Last updated: March 22 2016

2016 Budget Overview: Additional Tax Measures

Review additional tax measures announced by the Government in the 2016 Federal Budget.

Top Marginal Income Tax Rate – Consequential Amendments

The following provisions will reflect the 33% top marginal tax rates

  • Charitable donations tax credit for donations made after 2015 (individuals and trusts to the extent that their income is taxed at 33%)
  • Excess employee profit sharing plan contributions
  • Personal services business income earned by corporations
  • Other changes include capital gains refund mechanism for mutual fund trusts
   

GST Relief – Insulin Pens and pen needles will be added to the list of zero-rated drugs as of Budget Day.  Also intermittent urinary catheters have made the list if supplied on a written order of a medical doctor, registered nurse, occupational therapist or physiotherapist.

Purely Cosmetic Procedures provided by all suppliers including registered charities will continue to be subject to GST/HST.  However reconstruction due to congenital abnormalities or personal injuries resulting from an accident or trauma or a disfiguring disease continue to be exempt.  Exempt also are cosmetic procedures paid for by a provincial health insurance plan.

_Exercise data_
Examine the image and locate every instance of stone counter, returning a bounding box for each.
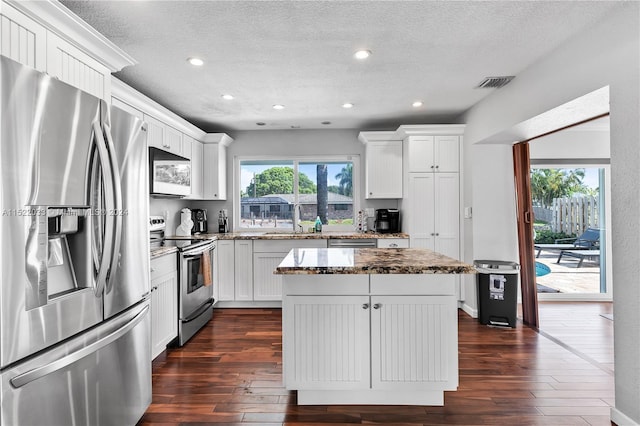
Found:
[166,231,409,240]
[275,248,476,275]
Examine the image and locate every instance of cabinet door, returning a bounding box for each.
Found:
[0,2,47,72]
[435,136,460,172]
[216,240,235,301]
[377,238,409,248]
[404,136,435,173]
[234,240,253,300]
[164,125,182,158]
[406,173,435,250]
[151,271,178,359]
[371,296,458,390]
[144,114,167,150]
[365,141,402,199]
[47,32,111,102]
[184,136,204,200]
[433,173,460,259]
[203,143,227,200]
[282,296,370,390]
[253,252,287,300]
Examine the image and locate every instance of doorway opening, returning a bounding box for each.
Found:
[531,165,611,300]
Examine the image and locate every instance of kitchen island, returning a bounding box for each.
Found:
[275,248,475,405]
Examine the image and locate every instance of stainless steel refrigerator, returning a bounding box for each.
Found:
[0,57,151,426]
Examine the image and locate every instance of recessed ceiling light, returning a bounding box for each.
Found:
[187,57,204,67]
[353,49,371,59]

--

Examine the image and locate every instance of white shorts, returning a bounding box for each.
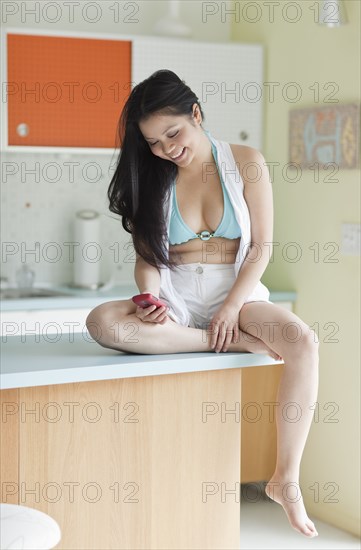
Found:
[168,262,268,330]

==

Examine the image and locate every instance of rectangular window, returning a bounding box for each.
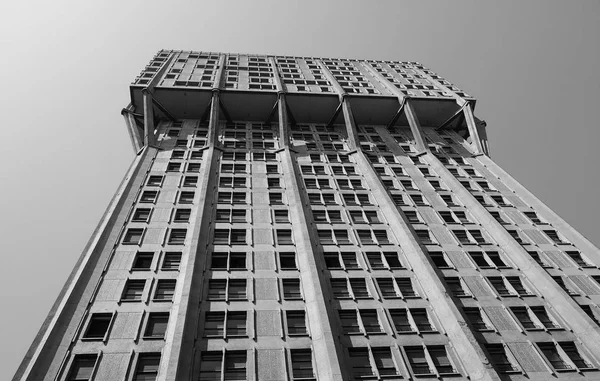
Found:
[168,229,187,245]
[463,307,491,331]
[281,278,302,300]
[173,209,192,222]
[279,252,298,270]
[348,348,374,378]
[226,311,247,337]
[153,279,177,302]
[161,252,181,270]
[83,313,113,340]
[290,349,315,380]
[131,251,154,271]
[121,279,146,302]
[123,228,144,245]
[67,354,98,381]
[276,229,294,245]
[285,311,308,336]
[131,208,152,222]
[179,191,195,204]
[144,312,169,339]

_Requirement 1_
According to the budget overview, as of when will insulin pens and pen needles be added to the list of zero-rated drugs?
_Requirement 2_
Quote the budget overview word for word, starting at "Last updated: March" and ending at "taxed at 33%)".
The listing has no connection to the budget overview.

_Expected answer 1_
As of Budget Day.

_Expected answer 2_
Last updated: March 22 2016

2016 Budget Overview: Additional Tax Measures

Review additional tax measures announced by the Government in the 2016 Federal Budget.

Top Marginal Income Tax Rate – Consequential Amendments

The following provisions will reflect the 33% top marginal tax rates

  • Charitable donations tax credit for donations made after 2015 (individuals and trusts to the extent that their income is taxed at 33%)